WORK INSTRUCTIONS: Scan the entries below. Report each line where the string "white" occurs.

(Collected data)
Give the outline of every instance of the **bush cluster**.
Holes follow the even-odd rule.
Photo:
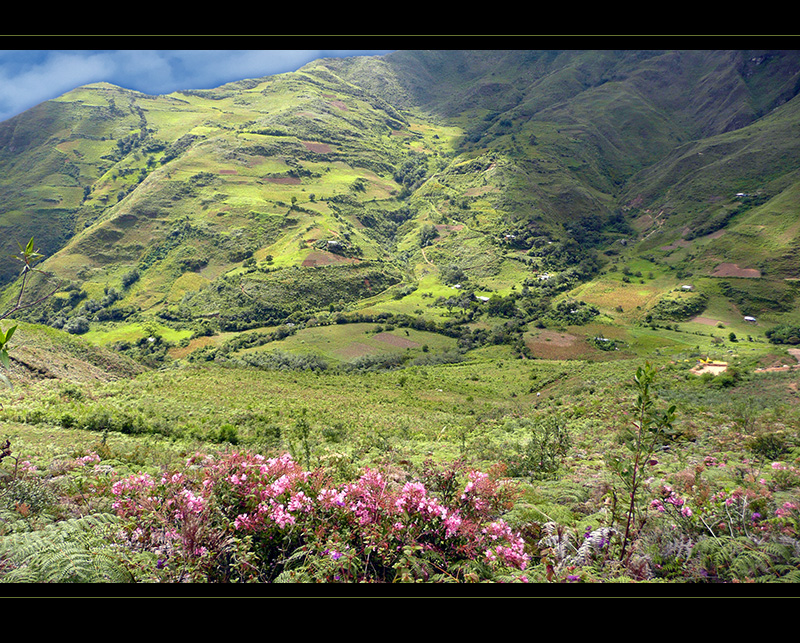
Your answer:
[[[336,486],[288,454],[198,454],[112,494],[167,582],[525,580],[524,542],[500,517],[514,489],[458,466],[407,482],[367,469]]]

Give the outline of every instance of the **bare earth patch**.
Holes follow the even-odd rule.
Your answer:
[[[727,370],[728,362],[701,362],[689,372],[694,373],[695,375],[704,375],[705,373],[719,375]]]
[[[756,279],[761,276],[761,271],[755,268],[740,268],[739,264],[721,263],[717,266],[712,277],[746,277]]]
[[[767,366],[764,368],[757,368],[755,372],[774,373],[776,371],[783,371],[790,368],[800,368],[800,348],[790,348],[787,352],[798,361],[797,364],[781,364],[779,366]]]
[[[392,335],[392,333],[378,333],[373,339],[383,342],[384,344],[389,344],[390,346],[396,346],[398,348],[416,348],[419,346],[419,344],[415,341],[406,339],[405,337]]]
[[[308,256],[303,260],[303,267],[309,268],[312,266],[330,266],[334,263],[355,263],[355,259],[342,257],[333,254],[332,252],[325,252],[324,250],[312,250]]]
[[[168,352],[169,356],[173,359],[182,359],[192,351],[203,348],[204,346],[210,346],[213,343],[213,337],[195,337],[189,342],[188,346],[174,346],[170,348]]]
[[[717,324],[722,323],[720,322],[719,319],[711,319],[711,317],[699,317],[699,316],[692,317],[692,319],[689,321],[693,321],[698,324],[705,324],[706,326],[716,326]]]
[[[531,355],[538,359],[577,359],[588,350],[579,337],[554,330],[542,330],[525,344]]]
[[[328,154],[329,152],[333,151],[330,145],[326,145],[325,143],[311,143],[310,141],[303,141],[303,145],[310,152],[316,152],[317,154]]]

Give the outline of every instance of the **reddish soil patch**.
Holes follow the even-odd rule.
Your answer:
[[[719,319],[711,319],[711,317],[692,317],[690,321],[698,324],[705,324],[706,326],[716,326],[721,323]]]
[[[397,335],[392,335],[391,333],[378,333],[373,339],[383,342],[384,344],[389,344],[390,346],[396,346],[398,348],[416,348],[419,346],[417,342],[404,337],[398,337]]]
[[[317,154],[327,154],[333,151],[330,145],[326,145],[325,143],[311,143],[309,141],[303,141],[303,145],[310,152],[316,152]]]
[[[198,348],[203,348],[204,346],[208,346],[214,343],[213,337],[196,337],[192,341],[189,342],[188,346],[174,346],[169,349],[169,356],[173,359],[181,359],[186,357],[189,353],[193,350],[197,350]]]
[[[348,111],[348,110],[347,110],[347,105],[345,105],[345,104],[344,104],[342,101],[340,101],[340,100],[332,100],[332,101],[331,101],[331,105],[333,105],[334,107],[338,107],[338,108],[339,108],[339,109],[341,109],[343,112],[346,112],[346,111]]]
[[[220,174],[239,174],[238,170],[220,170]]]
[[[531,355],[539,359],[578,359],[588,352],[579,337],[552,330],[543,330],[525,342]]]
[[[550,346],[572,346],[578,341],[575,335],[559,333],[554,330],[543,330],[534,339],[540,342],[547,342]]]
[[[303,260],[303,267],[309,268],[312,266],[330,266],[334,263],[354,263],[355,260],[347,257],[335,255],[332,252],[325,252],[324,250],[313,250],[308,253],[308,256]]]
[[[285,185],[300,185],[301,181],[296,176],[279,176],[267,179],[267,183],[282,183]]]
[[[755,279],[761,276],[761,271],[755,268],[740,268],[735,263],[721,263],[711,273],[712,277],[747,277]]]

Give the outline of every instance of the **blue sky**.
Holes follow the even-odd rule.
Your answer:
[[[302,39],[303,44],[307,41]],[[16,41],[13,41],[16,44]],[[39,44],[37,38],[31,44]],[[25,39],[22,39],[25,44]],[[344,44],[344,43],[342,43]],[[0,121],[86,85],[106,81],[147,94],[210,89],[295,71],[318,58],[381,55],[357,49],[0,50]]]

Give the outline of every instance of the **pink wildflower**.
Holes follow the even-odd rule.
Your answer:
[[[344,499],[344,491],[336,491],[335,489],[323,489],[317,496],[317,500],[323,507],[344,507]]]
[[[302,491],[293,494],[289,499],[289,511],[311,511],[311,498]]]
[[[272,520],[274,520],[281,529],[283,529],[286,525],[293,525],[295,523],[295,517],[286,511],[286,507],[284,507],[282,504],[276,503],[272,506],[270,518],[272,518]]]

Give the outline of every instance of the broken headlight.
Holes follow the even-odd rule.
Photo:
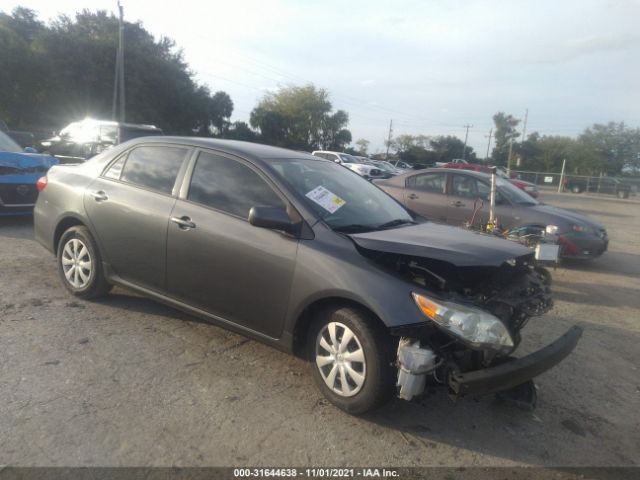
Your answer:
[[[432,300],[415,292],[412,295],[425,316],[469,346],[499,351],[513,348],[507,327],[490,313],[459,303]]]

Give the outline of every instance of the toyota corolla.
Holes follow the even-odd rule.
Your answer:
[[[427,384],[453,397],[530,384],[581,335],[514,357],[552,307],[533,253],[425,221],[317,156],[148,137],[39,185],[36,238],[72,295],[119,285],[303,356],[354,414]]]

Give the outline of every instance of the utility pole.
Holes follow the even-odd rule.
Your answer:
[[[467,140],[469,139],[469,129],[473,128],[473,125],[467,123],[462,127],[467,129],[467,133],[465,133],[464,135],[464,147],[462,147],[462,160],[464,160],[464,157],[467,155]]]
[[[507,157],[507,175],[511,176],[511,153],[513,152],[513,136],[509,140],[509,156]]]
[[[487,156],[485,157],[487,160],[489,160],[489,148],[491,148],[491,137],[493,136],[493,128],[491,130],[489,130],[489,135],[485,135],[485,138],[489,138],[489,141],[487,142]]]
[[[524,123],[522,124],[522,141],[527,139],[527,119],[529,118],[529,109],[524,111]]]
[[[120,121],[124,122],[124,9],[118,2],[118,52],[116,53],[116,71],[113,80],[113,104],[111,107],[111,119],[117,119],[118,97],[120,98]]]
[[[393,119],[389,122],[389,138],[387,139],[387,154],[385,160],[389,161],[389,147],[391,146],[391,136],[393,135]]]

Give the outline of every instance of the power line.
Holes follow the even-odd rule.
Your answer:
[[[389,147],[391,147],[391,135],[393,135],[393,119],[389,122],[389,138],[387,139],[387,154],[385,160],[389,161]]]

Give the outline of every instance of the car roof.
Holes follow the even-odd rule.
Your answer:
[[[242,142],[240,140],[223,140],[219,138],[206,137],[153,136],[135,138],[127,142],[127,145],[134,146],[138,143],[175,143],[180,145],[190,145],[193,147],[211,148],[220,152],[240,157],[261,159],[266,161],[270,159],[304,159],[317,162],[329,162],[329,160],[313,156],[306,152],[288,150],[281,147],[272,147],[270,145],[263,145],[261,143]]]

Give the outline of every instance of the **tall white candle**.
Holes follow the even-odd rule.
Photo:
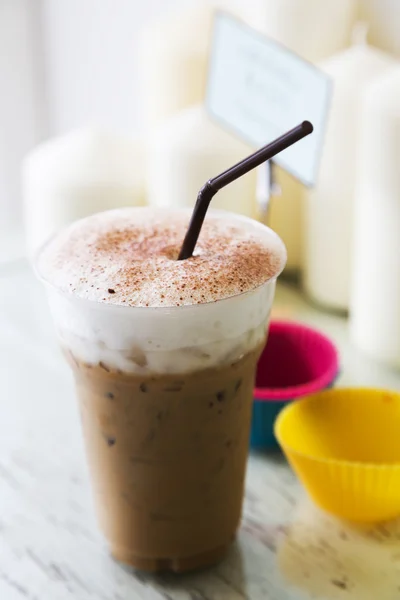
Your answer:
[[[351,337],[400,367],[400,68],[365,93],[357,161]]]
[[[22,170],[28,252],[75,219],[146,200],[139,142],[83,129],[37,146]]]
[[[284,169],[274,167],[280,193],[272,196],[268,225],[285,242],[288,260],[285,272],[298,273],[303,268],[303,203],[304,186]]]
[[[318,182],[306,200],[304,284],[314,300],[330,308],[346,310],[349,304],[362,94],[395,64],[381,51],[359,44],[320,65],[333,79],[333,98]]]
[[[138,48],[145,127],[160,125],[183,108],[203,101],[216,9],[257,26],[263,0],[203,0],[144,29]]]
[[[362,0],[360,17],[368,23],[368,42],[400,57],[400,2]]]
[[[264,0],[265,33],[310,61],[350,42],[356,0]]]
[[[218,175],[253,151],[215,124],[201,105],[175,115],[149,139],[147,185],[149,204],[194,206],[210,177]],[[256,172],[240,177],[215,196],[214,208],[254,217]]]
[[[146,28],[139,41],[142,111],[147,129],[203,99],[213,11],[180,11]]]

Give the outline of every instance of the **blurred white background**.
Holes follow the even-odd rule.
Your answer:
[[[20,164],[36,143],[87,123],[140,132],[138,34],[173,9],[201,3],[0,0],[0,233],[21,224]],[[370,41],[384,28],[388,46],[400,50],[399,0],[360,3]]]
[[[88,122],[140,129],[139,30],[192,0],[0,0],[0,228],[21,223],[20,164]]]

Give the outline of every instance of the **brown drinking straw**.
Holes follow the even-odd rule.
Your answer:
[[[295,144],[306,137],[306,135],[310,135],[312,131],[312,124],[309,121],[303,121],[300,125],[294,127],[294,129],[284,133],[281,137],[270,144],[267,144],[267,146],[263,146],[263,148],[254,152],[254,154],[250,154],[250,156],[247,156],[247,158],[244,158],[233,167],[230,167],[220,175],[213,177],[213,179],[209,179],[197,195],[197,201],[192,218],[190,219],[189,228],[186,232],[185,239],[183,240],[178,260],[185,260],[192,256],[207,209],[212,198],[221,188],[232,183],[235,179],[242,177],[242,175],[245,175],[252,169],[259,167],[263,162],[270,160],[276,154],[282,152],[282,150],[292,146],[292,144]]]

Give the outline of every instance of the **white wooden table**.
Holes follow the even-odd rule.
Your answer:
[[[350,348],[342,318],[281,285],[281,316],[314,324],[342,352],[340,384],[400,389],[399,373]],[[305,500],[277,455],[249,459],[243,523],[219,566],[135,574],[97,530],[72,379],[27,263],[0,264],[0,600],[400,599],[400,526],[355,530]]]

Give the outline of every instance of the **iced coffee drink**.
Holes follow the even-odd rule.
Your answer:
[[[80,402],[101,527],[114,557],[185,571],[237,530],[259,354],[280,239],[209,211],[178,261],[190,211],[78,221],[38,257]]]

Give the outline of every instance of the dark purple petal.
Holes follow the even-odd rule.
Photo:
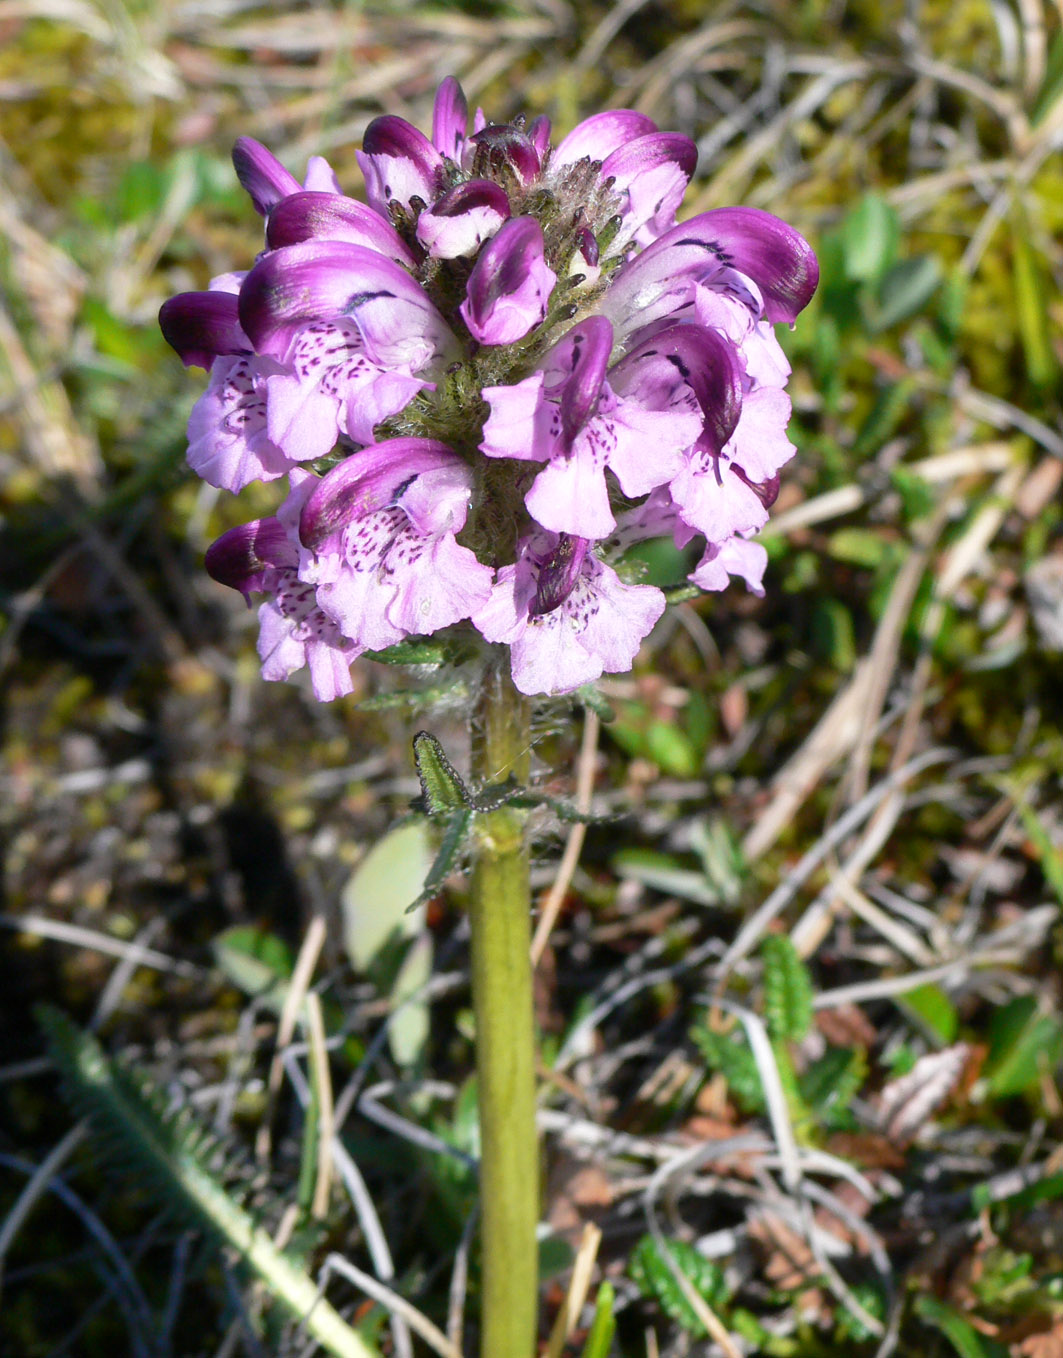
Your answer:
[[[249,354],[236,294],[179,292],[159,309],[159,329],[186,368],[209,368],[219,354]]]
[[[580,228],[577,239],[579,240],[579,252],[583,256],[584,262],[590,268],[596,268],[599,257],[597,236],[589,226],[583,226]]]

RESPONSE:
Give the outline of every instance of the **tall white candle**.
Give the outline of every instance of the **blurred white background**.
Give the outline of every instance of the **white wooden table**.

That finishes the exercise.